Exercise objective:
From the line containing "of the front" down to the last line of the records below, restate each line word for word and leave out the rest.

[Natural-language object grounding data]

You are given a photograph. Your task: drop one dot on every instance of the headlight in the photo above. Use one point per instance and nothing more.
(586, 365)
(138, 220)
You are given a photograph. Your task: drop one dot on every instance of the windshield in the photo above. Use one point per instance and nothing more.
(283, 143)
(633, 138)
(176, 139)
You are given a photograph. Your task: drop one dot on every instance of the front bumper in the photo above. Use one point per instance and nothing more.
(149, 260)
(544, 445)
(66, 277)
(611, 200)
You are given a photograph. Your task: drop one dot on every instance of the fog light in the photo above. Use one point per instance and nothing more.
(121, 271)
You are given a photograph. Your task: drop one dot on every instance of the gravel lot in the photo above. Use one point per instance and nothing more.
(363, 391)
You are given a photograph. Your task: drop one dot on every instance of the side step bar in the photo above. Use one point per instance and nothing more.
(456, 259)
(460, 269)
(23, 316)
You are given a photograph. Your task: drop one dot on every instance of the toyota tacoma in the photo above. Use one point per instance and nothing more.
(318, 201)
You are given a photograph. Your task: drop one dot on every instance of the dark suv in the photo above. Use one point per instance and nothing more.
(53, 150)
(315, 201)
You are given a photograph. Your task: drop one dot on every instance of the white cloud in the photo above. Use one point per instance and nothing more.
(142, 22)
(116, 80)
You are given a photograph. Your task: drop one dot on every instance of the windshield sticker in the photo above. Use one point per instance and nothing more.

Output of the task:
You are given a photograph. Your task: drop one dot on every instance of the front bumper in the photo above. Use one point per instance and nothing more.
(149, 260)
(544, 445)
(66, 277)
(611, 200)
You are given a photograph. Your task: drop one dot on every instance of the fog light in the photo above. Use one point per instance and nothing more.
(121, 271)
You are given a photograph. Your task: drop one dot on every instance of the gravel lot in the photo above. Use one point per instance and nothing more.
(363, 391)
You are given a photograph. Your task: drop one dot on every instance of the side step bar in the photo above. Use one point per instance and nothing more.
(456, 259)
(460, 269)
(23, 316)
You are given a photograph. Your task: drop one dot on every instance of the toyota tacoma in the photo above. Use one point per instance and nothing more.
(318, 201)
You are given a photograph. Your task: drop one dot on every instance of the dark suv in the photo above. Use one point per instance and nothing more.
(53, 150)
(315, 201)
You are given a photograph. Your task: drop one dot on every instance of the white cloud in the photo above. Use one point per instance and nothing more.
(142, 22)
(116, 80)
You are given a photograph. Your task: drop one dot on every instance of the windshield sticker in the photo above. Use one point per instance and nothing more.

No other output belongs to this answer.